Cambia "pintura" por "harina" en el fragmento del artículo sobre el curso de peluquería que empieza en "Al parecer, cortar" y sigue hasta "el campus cacareando.". Escribe ese fragmento completo con el cambio.

### Fragmento del documento

=======

Tomando un curso para peluquear (y despues cortarle el pelo a alguien)

Al parecer, cortar el pelo no es un oficio tan sencillo como parece. Mire como le fue a Monsalve en sus clases aceleradas de peluquería.

Por: Jaime Andrés Monsalve B. Fotografías de Santiago Suárez ©2009
| Foto: Jaime Andrés Monsalve B. Fotografías de Santiago Suárez ©2009

¡Clic!

¡Mierda!

Como respuesta a las onomatopeyas, un poco de sangre entre los dedos y un mar de risas.

Cuando un aprendiz de piloto realiza su primer vuelo, sus colegas lo celebran con delicadeza, echándole encima un tarro de pintura. Algunas tribus australianas imponen a quienes llegan a sus 16 años y aspiran a ser hombres, enfrentarse sin muecas a una circuncisión sin anestesia. Los más refinados rituales para novatos en universidades norteamericanas incluyen baño desnudo en miel y plumas para luego correr por el campus cacareando.

En la peluquería el rito de iniciación se lo inflige uno mismo, cuando se olvida la primera regla de oro: que una vez tomado el pelo del cliente entre los dedos índice y medio de la mano izquierda, la tijera no debe sobrepasar la segunda falange. Porque sobrevendrá la inevitable cortada.

"Ya se bautizó", me dicen.

=======

### Datos de origen
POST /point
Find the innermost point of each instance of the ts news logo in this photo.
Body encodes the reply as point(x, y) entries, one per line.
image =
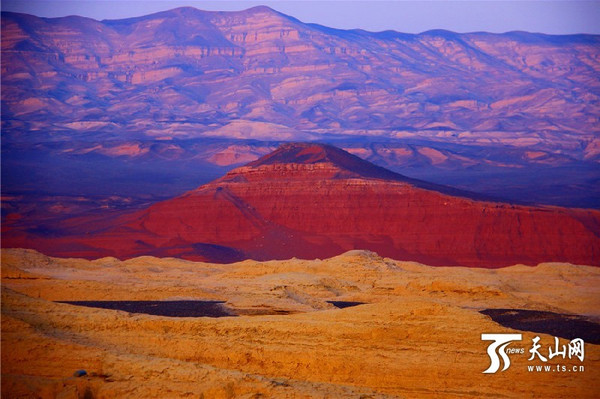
point(501, 341)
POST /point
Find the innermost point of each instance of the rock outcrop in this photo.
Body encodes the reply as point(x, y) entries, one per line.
point(314, 201)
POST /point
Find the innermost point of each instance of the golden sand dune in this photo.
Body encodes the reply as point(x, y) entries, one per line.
point(417, 335)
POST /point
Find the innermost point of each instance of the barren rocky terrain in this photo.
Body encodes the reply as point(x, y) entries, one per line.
point(418, 333)
point(176, 98)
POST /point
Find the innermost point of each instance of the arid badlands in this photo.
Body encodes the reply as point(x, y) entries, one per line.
point(417, 332)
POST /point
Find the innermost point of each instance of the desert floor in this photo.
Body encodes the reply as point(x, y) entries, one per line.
point(417, 335)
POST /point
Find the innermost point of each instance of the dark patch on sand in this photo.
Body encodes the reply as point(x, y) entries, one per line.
point(162, 308)
point(558, 324)
point(344, 304)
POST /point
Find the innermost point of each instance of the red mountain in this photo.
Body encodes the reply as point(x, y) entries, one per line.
point(314, 200)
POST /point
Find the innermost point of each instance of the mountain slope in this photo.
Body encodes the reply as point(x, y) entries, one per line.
point(314, 200)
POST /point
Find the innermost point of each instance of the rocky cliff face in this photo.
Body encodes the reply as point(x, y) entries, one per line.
point(166, 102)
point(310, 200)
point(196, 68)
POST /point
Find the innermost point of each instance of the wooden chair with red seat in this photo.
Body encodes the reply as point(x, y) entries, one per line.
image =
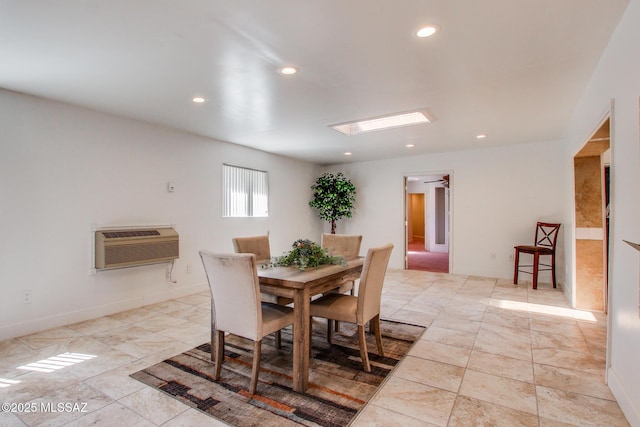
point(545, 245)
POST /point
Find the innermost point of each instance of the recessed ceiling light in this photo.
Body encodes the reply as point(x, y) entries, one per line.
point(383, 122)
point(427, 31)
point(288, 70)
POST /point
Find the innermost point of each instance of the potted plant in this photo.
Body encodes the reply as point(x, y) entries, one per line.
point(333, 197)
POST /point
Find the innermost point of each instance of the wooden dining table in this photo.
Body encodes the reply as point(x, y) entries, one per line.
point(301, 285)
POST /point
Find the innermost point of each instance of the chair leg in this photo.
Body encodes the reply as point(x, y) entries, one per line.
point(515, 268)
point(278, 340)
point(536, 260)
point(255, 369)
point(219, 351)
point(375, 322)
point(362, 341)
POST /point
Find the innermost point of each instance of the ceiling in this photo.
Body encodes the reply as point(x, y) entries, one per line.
point(513, 70)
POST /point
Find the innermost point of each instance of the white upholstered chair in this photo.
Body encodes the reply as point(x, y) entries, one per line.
point(259, 246)
point(363, 308)
point(236, 307)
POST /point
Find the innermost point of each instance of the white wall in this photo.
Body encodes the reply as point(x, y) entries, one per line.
point(66, 169)
point(617, 78)
point(497, 195)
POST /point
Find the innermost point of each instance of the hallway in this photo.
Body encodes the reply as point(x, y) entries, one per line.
point(419, 259)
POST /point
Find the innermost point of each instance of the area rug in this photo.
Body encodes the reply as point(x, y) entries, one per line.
point(338, 387)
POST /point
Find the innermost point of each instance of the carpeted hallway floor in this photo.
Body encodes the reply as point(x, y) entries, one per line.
point(419, 259)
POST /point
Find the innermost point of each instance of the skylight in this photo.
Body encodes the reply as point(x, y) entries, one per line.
point(383, 122)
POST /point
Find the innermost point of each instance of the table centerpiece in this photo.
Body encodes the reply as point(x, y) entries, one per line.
point(307, 254)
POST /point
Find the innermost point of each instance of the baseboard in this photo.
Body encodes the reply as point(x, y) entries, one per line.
point(68, 318)
point(627, 404)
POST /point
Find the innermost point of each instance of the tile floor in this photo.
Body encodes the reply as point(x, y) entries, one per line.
point(494, 354)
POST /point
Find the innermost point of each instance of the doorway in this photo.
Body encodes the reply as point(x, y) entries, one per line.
point(591, 178)
point(427, 228)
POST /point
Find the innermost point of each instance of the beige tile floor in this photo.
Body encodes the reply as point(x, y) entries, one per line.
point(494, 354)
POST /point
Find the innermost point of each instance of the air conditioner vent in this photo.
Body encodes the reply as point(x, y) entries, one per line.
point(129, 248)
point(133, 233)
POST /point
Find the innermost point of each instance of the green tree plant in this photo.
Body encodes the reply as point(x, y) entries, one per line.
point(333, 197)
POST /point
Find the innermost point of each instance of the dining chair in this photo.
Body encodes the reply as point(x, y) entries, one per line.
point(544, 244)
point(363, 309)
point(236, 307)
point(346, 246)
point(259, 246)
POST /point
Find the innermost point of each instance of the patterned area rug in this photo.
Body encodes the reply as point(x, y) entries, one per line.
point(338, 385)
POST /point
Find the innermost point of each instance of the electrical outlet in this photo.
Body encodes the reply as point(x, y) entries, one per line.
point(26, 297)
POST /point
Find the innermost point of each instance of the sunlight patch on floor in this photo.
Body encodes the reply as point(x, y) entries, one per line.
point(7, 383)
point(545, 309)
point(55, 363)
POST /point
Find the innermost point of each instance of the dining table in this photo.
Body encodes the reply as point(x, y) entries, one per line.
point(301, 286)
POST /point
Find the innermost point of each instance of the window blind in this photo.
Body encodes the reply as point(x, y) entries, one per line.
point(245, 192)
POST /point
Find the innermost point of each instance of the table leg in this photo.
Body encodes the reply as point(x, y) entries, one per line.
point(301, 338)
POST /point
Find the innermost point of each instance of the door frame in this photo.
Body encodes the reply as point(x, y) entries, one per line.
point(407, 178)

=======

### Respuesta final
Al parecer, cortar el pelo no es un oficio tan sencillo como parece. Mire como le fue a Monsalve en sus clases aceleradas de peluquería.

Por: Jaime Andrés Monsalve B. Fotografías de Santiago Suárez ©2009
| Foto: Jaime Andrés Monsalve B. Fotografías de Santiago Suárez ©2009

¡Clic!

¡Mierda!

Como respuesta a las onomatopeyas, un poco de sangre entre los dedos y un mar de risas.

Cuando un aprendiz de piloto realiza su primer vuelo, sus colegas lo celebran con delicadeza, echándole encima un tarro de harina. Algunas tribus australianas imponen a quienes llegan a sus 16 años y aspiran a ser hombres, enfrentarse sin muecas a una circuncisión sin anestesia. Los más refinados rituales para novatos en universidades norteamericanas incluyen baño desnudo en miel y plumas para luego correr por el campus cacareando.